Write out every one of the entries below word for word, leaving the pictures out.
--- INPUT ROWS ---
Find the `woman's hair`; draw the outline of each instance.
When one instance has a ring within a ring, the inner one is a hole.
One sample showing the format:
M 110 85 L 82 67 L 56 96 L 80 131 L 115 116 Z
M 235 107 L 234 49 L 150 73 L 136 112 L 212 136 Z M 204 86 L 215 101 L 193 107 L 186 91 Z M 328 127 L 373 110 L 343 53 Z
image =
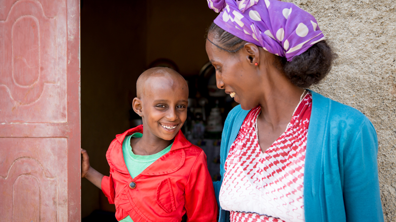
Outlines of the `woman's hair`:
M 207 34 L 209 33 L 214 34 L 220 46 L 230 53 L 236 52 L 247 42 L 224 31 L 214 23 L 208 29 Z M 274 64 L 276 67 L 283 71 L 292 83 L 305 88 L 319 83 L 326 76 L 337 55 L 326 41 L 322 40 L 314 44 L 301 54 L 295 56 L 290 62 L 288 62 L 285 57 L 274 56 L 279 61 L 278 64 Z

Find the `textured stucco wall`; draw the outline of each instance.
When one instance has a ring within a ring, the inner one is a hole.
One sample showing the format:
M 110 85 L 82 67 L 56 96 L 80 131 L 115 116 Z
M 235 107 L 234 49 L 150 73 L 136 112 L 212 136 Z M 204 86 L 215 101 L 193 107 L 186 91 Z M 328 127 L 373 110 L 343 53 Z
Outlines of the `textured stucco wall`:
M 316 18 L 339 55 L 331 73 L 311 88 L 359 110 L 377 130 L 384 216 L 396 222 L 396 2 L 287 1 Z

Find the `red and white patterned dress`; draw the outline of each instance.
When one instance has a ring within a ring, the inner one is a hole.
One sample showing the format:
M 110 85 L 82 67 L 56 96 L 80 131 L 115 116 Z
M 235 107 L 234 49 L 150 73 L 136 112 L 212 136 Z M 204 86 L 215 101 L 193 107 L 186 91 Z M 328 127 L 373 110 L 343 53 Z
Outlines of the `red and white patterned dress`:
M 224 164 L 222 208 L 231 222 L 304 222 L 304 165 L 312 109 L 308 93 L 286 130 L 263 153 L 258 144 L 260 106 L 246 116 Z

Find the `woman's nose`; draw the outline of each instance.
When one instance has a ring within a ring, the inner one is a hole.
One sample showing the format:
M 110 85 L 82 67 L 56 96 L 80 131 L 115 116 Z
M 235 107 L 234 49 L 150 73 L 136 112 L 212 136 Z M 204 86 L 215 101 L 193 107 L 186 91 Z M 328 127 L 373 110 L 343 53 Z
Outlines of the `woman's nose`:
M 219 89 L 224 88 L 224 83 L 221 80 L 220 74 L 216 74 L 216 84 L 217 85 L 217 88 Z

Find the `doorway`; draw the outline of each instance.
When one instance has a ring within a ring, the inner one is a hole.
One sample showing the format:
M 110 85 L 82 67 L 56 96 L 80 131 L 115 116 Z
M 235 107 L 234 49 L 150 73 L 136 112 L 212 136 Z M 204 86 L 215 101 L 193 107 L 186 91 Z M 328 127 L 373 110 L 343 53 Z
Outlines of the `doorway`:
M 136 124 L 129 101 L 139 75 L 150 67 L 173 66 L 190 87 L 184 132 L 205 151 L 217 180 L 221 132 L 207 126 L 222 124 L 235 105 L 213 88 L 214 71 L 207 64 L 204 36 L 217 14 L 204 0 L 81 0 L 81 146 L 93 167 L 108 175 L 108 145 Z M 193 136 L 200 124 L 206 129 Z M 99 189 L 85 179 L 81 187 L 82 218 L 111 216 L 114 205 Z

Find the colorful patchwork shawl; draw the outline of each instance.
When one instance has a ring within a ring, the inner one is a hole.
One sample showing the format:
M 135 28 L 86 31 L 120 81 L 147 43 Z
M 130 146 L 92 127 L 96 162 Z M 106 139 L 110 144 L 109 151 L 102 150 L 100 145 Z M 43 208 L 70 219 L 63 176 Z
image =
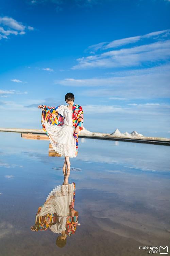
---
CORRECT ANSWER:
Find the `woman's hair`; draw the outline of each instance.
When one instance has a ring within a ring, the inner one is a hole.
One sample showing the format:
M 110 85 L 82 67 L 56 96 L 80 131 L 115 116 Z
M 235 107 L 234 49 L 150 73 L 136 112 L 212 136 Z M 204 86 L 215 101 L 193 107 L 186 91 Z M 328 127 L 373 110 L 343 53 Z
image =
Outlines of the `woman's hair`:
M 207 34 L 209 33 L 214 34 L 220 46 L 230 53 L 236 52 L 247 42 L 224 31 L 214 23 L 208 29 Z M 274 64 L 276 67 L 283 71 L 292 83 L 305 88 L 319 83 L 326 76 L 337 55 L 326 41 L 322 40 L 314 44 L 301 54 L 295 56 L 290 62 L 288 62 L 285 57 L 274 56 L 279 61 L 278 64 Z

Find the `textured stucco wall`; draw the outline of each instance.
When one instance has a ring within a ring, the inner one is a hole.
One sample showing the format:
M 110 85 L 82 67 L 56 96 L 80 131 L 115 116 Z
M 235 107 L 234 49 L 150 73 L 136 112 L 212 136 Z M 204 86 L 215 101 L 193 107 L 186 91 Z M 328 127 L 373 110 L 343 53 Z
Outlines of the `textured stucco wall`:
M 316 18 L 339 55 L 331 73 L 311 88 L 359 110 L 377 130 L 384 216 L 396 222 L 396 2 L 287 1 Z

Find the `red and white patterned dress`; draw the outline of each instance.
When one instance has a ring within a ring, the inner one is a hole.
One sample showing the format:
M 110 85 L 82 67 L 56 96 L 80 131 L 115 116 Z
M 235 107 L 234 49 L 150 73 L 136 112 L 212 136 Z M 204 86 L 215 101 L 193 107 L 186 91 Z M 328 127 L 373 110 L 343 53 Z
Outlines of the `red and white patterned dress`:
M 224 164 L 222 208 L 231 222 L 304 222 L 304 165 L 312 109 L 308 93 L 286 130 L 263 153 L 258 144 L 260 106 L 246 116 Z

Find the `woman's nose`; draw the outline of each instance.
When one instance has a ring within a ring, the inner one is a hole.
One sample showing the format:
M 110 85 L 82 67 L 56 96 L 80 131 L 115 116 Z
M 235 107 L 234 49 L 150 73 L 136 112 L 212 136 Z M 204 86 L 215 101 L 193 107 L 186 91 Z M 328 127 L 373 110 L 343 53 Z
Outlines of the `woman's nose`:
M 219 89 L 224 88 L 224 83 L 221 80 L 220 74 L 216 74 L 216 84 L 217 85 L 217 88 Z

Find the `doorway`; draw the outline of each instance.
When one instance has a ring within a ring, the inner one is a hole.
One sample showing the format:
M 110 85 L 82 67 L 56 96 L 80 131 L 115 116 Z
M 235 107 L 234 49 L 150 73 L 136 112 L 212 136 Z M 204 86 L 215 101 L 193 107 L 186 91 Z M 328 127 L 373 110 L 343 53 Z
Outlines of the `doorway`:
M 136 124 L 129 101 L 139 75 L 150 67 L 173 66 L 190 87 L 184 132 L 205 151 L 217 180 L 221 132 L 207 126 L 222 124 L 235 105 L 213 88 L 214 71 L 207 64 L 204 36 L 217 14 L 204 0 L 81 0 L 81 146 L 93 167 L 108 175 L 108 145 Z M 193 136 L 200 124 L 206 129 Z M 99 189 L 85 179 L 81 187 L 82 218 L 111 216 L 114 205 Z

Find the colorful patchwork shawl; draw the outline of each instance.
When one instance has a ring within a ring, the inner one is a hole.
One sample showing the format:
M 135 28 L 86 31 L 120 81 L 147 43 Z
M 130 146 L 92 127 L 96 162 Z M 106 139 L 110 144 L 109 151 L 102 150 L 100 145 Z M 43 208 L 70 219 L 63 176 Z
image =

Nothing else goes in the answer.